### ACTIONS TO TAKE
1. In the text on drones and privacy, by what month and year was legislation protecting against privacy-invasive technology to be introduced?
2. Reproduce the passage of the drone privacy text between "4. Measures /" and "on the circumstances.", inclusive.

### EXTRACT TO READ

There have been a number of suggestions on solving the problem. For example, the Recommendations from Australian Government ‘s Inquiry into drones and the regulation of air safety and privacy’ July 2014:

  1. CASA working to educate drone users that it is their responsibility not to monitor, record or disclose individual’s private activities without consent.
  2. Introduce legislation by July 2015 to provide protection against privacy-invasive technology (particular emphasis on protecting individual’s private affairs). Proposal for the creation of a tort of “serious invasion of privacy”, a remedy that is well established in New Zealand and the United Kingdom and in a number of US states.
  3. Harmonise surveillance laws that cover the use of listening devices, tracking devices, surveillance devices etc.
  4. Measures / legislation regulating the use of drones by Commonwealth law enforcement agencies.
  5. CASA and Government to review adequacy of privacy and air safety regarding drones in June 2016.

The EU has also been looking into the issue. A comprehensive review can be found in “Privacy and Data Protection Implications of the Civil Use of Drones” [22].

Common law torts

  • There are a number of common law torts which may also be relevant to drone use. These include trespass, nuisance or breach of confidence may be available to people whose privacy has been invaded by drones, depending on the circumstances.
  • Even if a drone operates smoothly and causes no injury or damage, other issues to be aware of include the possibility of trespass or nuisance. Governmental regulatory approval does not grant an operator any rights against owners or occupiers of land over which drone operations are conducted; nor does it grant immunity from claims in respect of injury to persons or damage to property.
  • Landowners’ rights have been hyperbolically described as extending “from the heavens above to the centre of the earth below”. While not literally true, a trespass can arise from intentionally invading the ‘lower stratum’ of a landowner’s airspace where its control is reasonably necessary for the landowner’s enjoyment and ordinary use of his or her land and the structures upon it at ground level. In New South Wales and other Australian jurisdictions, statutes restrict the applicability of trespass or nuisance to overflight by aircraft. However, this legislation in NSW, has been considered unlikely to apply to drones. [23]

Use of images of individuals or private property

  • Whether a drone has trespassed will be fact-dependent, turning on whether the potential use and enjoyment of the land and the airspace by the occupier has been interfered with from within the limits of that occupier’s use of the land. There is currently a substantial lack of authority on this point, although the possibility of trespass-by-drone has been noted by the Law Reform Commission and other bodies. What is clear from the case law is that a flight at 500 feet over a property in an airplane for aerial photography has been considered not to amount to a trespass [24].

### COLLECTED MATERIAL

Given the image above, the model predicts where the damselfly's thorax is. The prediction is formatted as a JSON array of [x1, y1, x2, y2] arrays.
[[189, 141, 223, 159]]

### ANSWERS FOR THE EXERCISE
1. July 2015

2.
4. Measures / legislation regulating the use of drones by Commonwealth law enforcement agencies.
  5. CASA and Government to review adequacy of privacy and air safety regarding drones in June 2016.

The EU has also been looking into the issue. A comprehensive review can be found in “Privacy and Data Protection Implications of the Civil Use of Drones” [22].

Common law torts

  • There are a number of common law torts which may also be relevant to drone use. These include trespass, nuisance or breach of confidence may be available to people whose privacy has been invaded by drones, depending on the circumstances.